---------- Records provided

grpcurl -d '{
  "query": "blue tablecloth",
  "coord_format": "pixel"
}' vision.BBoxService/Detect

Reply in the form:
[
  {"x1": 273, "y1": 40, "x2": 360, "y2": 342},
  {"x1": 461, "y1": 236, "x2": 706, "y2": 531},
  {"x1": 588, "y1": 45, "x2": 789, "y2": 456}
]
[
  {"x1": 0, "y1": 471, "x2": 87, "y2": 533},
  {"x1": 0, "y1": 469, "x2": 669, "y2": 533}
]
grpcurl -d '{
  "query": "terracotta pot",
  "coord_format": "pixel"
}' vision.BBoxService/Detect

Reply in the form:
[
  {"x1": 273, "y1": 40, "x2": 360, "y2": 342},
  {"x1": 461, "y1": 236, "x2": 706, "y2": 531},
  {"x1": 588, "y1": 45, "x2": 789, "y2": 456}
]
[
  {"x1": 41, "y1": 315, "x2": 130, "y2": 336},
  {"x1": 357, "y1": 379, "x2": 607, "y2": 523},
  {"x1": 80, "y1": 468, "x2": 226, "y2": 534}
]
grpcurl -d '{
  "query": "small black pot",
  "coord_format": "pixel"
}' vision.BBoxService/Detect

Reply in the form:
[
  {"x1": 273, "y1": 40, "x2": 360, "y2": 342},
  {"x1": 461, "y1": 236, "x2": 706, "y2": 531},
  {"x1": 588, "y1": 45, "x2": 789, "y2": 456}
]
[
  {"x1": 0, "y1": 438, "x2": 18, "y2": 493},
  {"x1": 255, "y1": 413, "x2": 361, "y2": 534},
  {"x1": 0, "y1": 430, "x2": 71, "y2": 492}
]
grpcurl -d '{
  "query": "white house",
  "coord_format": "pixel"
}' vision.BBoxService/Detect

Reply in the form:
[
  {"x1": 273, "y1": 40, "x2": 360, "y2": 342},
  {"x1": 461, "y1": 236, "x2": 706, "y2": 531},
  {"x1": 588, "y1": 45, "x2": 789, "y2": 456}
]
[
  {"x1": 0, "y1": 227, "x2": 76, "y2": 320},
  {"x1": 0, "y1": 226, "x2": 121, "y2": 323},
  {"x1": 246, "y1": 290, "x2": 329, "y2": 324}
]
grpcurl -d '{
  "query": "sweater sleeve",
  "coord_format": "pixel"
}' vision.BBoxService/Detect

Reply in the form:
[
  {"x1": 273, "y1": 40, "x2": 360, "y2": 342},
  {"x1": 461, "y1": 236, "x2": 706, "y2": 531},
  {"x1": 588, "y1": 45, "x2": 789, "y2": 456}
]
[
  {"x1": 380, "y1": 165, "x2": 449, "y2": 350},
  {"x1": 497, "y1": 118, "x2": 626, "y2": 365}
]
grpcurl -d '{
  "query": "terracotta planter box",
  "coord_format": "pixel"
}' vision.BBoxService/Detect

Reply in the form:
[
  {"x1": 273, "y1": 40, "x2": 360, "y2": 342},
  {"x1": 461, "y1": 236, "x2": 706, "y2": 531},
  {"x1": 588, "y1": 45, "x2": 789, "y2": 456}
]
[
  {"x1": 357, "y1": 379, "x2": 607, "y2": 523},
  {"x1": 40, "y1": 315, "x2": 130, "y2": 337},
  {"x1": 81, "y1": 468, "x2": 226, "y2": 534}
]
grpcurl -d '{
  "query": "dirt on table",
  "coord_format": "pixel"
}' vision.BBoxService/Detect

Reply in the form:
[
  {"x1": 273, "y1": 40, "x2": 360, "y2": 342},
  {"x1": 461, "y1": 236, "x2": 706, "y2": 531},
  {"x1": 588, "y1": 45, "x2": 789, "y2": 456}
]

--------------------
---------- Records provided

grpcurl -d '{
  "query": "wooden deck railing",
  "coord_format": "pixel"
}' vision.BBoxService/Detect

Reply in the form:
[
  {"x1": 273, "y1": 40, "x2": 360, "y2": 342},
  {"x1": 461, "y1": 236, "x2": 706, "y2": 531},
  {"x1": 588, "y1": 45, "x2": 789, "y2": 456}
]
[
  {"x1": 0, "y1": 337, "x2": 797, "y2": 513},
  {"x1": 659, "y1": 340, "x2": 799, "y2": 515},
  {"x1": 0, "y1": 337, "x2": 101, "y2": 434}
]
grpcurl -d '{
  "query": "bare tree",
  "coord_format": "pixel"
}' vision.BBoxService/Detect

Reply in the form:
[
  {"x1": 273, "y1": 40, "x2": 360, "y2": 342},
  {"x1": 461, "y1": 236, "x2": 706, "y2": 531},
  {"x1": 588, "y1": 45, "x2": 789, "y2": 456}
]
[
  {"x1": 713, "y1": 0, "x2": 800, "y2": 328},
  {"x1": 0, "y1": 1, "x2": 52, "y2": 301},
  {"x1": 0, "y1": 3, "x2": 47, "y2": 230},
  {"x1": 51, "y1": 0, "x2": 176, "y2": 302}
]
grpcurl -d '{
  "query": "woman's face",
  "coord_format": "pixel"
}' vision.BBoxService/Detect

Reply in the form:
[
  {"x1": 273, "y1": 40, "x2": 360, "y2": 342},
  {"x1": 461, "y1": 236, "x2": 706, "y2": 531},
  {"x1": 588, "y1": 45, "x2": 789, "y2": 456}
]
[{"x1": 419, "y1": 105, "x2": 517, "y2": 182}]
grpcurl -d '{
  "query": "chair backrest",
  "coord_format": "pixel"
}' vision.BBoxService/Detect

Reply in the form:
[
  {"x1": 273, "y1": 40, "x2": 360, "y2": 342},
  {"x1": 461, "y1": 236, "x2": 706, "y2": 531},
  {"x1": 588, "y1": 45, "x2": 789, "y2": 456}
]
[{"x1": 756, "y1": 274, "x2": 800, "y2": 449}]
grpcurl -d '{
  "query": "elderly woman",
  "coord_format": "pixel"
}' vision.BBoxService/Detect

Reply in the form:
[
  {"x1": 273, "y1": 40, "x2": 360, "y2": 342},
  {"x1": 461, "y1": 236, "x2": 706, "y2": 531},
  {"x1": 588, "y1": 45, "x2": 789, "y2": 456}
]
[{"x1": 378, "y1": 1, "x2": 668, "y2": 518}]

--------------------
---------- Records provided

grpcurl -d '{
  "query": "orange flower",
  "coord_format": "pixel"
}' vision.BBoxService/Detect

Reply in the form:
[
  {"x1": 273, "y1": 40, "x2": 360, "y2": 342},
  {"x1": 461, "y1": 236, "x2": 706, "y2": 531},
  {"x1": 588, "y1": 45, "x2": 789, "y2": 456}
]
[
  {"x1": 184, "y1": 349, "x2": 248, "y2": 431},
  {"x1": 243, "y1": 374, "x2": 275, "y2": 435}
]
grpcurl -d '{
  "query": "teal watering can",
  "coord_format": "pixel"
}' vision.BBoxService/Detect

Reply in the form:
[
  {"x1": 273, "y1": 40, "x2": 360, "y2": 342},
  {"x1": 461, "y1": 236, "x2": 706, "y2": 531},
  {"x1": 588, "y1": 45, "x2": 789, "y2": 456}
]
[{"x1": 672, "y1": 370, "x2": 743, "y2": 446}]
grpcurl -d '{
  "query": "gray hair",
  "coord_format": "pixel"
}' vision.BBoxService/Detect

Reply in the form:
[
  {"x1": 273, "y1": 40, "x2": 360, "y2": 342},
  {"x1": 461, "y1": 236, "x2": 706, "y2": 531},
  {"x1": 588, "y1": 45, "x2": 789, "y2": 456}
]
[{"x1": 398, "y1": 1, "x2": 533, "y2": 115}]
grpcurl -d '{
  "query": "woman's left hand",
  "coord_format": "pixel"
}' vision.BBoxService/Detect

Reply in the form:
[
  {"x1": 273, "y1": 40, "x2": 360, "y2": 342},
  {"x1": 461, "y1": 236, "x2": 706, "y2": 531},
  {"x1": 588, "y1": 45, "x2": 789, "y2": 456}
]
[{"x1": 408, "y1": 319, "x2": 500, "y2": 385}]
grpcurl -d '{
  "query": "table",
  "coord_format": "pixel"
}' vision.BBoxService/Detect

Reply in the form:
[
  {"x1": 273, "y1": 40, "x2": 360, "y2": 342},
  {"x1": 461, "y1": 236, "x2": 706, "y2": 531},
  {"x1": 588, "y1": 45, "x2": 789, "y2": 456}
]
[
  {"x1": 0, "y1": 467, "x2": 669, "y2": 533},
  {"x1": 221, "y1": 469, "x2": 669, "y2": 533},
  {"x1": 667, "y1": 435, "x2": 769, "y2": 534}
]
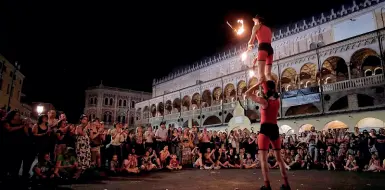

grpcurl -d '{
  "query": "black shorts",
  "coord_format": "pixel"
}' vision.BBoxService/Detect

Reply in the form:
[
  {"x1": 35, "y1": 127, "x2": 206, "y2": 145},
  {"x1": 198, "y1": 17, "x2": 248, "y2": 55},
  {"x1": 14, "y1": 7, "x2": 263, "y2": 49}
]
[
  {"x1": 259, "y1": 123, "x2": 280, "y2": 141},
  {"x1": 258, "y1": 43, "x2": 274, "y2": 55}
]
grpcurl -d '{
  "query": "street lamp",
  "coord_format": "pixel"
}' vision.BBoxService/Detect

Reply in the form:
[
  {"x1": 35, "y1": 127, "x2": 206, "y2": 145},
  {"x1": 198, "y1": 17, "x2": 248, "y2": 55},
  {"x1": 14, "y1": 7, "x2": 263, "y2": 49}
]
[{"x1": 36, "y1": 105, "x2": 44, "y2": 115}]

--------------------

# Exercise goal:
From the records above, copy each line where the word "terracotta" can be found.

# Reply:
  "query": "terracotta pot",
  "query": "terracotta planter box",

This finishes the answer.